● **PROBLEM REQUIREMENTS**: Repeat, exactly as written, the lines of the records below from the first through the line with "column 544, row 529", but none past it.

● **RECORDS**:
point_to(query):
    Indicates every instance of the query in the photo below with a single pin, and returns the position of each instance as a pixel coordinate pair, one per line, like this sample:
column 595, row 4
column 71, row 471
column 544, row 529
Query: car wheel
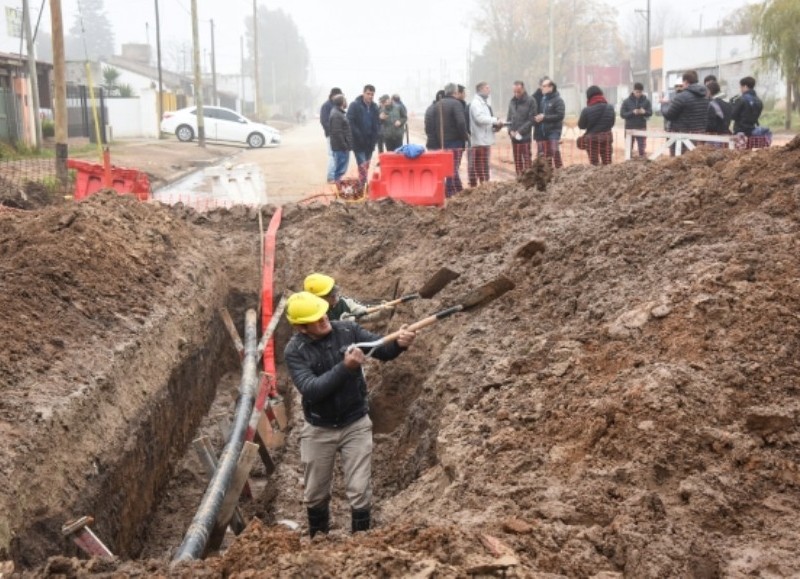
column 184, row 133
column 256, row 140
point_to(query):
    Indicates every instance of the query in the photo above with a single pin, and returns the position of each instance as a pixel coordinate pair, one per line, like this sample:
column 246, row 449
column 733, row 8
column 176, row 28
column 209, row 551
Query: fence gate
column 80, row 117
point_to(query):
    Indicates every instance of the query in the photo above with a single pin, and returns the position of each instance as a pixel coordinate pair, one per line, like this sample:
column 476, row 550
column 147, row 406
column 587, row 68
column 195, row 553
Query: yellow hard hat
column 319, row 284
column 305, row 308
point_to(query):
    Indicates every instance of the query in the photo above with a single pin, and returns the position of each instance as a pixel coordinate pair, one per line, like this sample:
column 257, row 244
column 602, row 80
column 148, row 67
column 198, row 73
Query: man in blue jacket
column 328, row 374
column 324, row 120
column 365, row 126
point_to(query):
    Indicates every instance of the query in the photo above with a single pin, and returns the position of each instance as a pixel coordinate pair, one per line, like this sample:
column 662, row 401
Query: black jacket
column 746, row 112
column 432, row 127
column 333, row 395
column 450, row 111
column 341, row 138
column 688, row 111
column 719, row 117
column 520, row 114
column 553, row 108
column 325, row 116
column 365, row 124
column 597, row 118
column 632, row 103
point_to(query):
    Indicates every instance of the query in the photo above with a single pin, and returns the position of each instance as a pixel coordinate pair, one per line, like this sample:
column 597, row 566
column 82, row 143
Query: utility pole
column 37, row 121
column 649, row 85
column 241, row 68
column 257, row 94
column 160, row 80
column 59, row 92
column 213, row 67
column 198, row 79
column 551, row 63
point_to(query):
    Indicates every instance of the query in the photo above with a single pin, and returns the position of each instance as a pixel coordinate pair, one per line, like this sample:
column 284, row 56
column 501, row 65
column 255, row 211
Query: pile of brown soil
column 629, row 408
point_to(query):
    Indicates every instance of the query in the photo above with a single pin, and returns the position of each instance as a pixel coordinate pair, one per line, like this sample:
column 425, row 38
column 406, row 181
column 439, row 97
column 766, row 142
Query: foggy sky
column 406, row 43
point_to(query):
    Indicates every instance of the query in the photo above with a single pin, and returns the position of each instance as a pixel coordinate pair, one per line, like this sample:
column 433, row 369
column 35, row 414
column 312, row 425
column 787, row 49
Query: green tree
column 91, row 35
column 776, row 30
column 517, row 40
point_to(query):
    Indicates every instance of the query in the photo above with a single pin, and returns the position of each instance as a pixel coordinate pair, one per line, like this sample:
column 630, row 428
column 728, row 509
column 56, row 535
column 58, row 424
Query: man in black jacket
column 747, row 107
column 365, row 126
column 341, row 138
column 324, row 120
column 452, row 133
column 597, row 119
column 636, row 109
column 326, row 370
column 520, row 118
column 687, row 112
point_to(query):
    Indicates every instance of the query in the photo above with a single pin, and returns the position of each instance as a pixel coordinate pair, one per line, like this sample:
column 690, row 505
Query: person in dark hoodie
column 747, row 107
column 324, row 120
column 636, row 109
column 719, row 111
column 687, row 112
column 597, row 119
column 432, row 141
column 521, row 111
column 365, row 126
column 550, row 123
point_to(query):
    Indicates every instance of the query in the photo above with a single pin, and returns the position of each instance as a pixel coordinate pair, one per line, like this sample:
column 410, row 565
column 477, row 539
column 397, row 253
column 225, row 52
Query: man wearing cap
column 341, row 307
column 328, row 374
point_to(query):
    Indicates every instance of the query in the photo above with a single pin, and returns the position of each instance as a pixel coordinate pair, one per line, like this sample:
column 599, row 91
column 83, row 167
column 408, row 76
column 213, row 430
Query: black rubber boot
column 318, row 520
column 360, row 520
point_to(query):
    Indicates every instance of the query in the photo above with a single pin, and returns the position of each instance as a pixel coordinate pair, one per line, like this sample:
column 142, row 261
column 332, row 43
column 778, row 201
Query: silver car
column 220, row 124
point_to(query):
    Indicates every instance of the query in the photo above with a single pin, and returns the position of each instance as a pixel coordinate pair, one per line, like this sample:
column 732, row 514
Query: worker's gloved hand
column 353, row 358
column 406, row 337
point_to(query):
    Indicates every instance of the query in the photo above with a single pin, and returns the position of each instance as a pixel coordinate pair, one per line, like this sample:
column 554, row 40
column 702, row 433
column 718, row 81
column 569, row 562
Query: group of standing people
column 453, row 124
column 358, row 128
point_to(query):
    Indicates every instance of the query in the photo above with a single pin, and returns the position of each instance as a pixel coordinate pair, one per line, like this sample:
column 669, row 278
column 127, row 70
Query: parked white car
column 220, row 124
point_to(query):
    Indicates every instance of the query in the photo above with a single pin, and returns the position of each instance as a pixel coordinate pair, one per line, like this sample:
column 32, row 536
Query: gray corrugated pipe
column 196, row 538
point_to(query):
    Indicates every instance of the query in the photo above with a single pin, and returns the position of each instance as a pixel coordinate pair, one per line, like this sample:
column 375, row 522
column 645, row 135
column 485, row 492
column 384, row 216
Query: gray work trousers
column 318, row 448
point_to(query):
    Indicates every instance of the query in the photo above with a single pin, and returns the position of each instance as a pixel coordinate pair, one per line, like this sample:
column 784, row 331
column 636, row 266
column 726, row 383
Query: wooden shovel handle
column 385, row 305
column 424, row 322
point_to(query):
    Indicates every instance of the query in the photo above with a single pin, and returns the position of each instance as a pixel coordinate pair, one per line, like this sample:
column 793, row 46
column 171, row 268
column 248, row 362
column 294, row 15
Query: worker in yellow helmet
column 341, row 307
column 328, row 374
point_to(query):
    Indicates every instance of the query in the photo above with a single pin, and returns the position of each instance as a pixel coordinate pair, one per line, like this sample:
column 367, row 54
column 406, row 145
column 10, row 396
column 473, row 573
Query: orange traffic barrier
column 92, row 177
column 418, row 181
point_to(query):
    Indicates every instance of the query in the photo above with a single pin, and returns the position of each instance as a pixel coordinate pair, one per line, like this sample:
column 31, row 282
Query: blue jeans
column 331, row 162
column 453, row 184
column 341, row 161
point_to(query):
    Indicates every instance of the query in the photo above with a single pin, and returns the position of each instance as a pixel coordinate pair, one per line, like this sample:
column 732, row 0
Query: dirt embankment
column 630, row 408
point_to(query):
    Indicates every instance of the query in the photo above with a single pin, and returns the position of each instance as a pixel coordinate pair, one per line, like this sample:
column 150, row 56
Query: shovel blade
column 487, row 292
column 437, row 282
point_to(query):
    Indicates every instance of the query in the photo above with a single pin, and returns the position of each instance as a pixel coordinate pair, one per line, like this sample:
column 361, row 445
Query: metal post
column 213, row 68
column 198, row 79
column 649, row 72
column 257, row 97
column 160, row 80
column 59, row 92
column 37, row 122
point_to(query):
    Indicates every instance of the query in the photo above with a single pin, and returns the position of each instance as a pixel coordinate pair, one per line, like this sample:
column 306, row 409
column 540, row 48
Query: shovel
column 433, row 286
column 477, row 297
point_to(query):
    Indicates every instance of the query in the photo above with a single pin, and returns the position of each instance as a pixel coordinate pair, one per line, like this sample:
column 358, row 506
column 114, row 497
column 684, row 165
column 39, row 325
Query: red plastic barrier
column 417, row 181
column 90, row 178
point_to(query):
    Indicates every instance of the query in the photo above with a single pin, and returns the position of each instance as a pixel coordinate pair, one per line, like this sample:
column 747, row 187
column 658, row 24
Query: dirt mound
column 629, row 408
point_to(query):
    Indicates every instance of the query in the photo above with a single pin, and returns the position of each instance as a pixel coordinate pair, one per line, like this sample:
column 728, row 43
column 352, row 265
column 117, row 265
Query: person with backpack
column 747, row 107
column 719, row 111
column 636, row 109
column 597, row 119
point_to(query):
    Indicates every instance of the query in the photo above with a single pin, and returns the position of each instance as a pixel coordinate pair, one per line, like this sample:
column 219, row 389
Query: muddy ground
column 629, row 409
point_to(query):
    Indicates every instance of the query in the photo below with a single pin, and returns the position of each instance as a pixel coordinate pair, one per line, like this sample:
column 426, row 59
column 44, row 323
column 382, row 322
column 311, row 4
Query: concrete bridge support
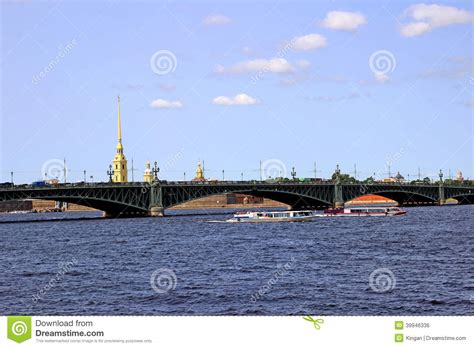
column 155, row 207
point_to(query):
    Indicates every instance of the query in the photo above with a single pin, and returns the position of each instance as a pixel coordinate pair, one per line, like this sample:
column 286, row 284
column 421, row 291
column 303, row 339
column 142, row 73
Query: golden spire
column 199, row 173
column 119, row 134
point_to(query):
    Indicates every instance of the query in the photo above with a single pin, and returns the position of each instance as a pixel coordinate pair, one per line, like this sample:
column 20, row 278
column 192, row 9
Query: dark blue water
column 321, row 267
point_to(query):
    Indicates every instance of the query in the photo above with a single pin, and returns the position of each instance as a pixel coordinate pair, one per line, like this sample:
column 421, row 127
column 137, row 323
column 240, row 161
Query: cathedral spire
column 120, row 170
column 119, row 133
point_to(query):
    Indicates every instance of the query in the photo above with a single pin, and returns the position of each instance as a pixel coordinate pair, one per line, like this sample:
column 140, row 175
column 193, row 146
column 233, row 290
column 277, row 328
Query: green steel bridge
column 139, row 198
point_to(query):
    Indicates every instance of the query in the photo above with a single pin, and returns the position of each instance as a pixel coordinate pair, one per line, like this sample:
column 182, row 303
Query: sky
column 235, row 84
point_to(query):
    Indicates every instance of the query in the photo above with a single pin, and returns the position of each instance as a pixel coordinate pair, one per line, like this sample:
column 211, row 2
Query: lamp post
column 293, row 173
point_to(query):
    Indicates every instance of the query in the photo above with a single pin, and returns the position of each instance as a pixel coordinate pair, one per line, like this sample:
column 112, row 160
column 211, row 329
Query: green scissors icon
column 316, row 322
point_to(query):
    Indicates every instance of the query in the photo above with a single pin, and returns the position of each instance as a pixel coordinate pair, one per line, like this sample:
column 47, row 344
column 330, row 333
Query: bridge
column 151, row 199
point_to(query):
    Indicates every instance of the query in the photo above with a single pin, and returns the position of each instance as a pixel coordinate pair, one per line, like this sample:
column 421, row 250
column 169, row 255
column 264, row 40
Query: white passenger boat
column 274, row 216
column 364, row 211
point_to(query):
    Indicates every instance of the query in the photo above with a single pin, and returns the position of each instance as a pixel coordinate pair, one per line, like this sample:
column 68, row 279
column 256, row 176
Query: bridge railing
column 9, row 186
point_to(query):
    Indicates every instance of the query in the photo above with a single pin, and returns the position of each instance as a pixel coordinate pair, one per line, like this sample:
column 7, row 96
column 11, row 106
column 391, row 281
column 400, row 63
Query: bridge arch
column 294, row 200
column 464, row 199
column 402, row 197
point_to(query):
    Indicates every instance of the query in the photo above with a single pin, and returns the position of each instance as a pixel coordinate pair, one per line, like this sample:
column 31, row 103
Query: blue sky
column 301, row 70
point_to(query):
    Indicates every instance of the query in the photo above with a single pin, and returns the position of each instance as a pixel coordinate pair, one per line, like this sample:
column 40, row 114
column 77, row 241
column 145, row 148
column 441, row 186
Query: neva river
column 418, row 264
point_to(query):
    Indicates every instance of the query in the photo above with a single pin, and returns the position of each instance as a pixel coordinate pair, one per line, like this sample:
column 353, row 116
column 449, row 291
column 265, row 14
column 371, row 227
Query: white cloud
column 342, row 20
column 239, row 99
column 217, row 19
column 381, row 77
column 165, row 104
column 275, row 65
column 303, row 64
column 429, row 17
column 308, row 42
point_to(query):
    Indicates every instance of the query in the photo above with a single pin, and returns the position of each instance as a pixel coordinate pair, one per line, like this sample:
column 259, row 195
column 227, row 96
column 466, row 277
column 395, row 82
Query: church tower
column 120, row 162
column 148, row 174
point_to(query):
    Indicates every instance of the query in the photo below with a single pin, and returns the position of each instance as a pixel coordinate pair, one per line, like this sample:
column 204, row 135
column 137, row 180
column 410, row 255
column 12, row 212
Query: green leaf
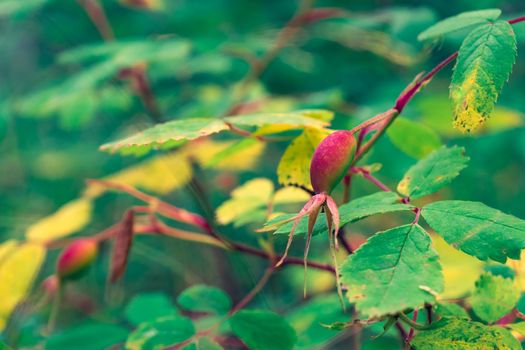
column 245, row 200
column 19, row 266
column 232, row 151
column 460, row 334
column 394, row 270
column 433, row 172
column 357, row 209
column 518, row 327
column 149, row 307
column 296, row 119
column 203, row 343
column 494, row 297
column 16, row 7
column 294, row 166
column 460, row 21
column 160, row 333
column 87, row 336
column 307, row 320
column 483, row 66
column 477, row 229
column 413, row 138
column 451, row 310
column 202, row 298
column 166, row 135
column 263, row 330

● **SOLUTION FOR THIS PROBLEM**:
point_to(query):
    Indicates every instance of the query in the photo below with a single pin, and returns the position of each instance as a pixel coordinate pair, one per line, like this sample:
column 595, row 4
column 71, row 471
column 544, row 529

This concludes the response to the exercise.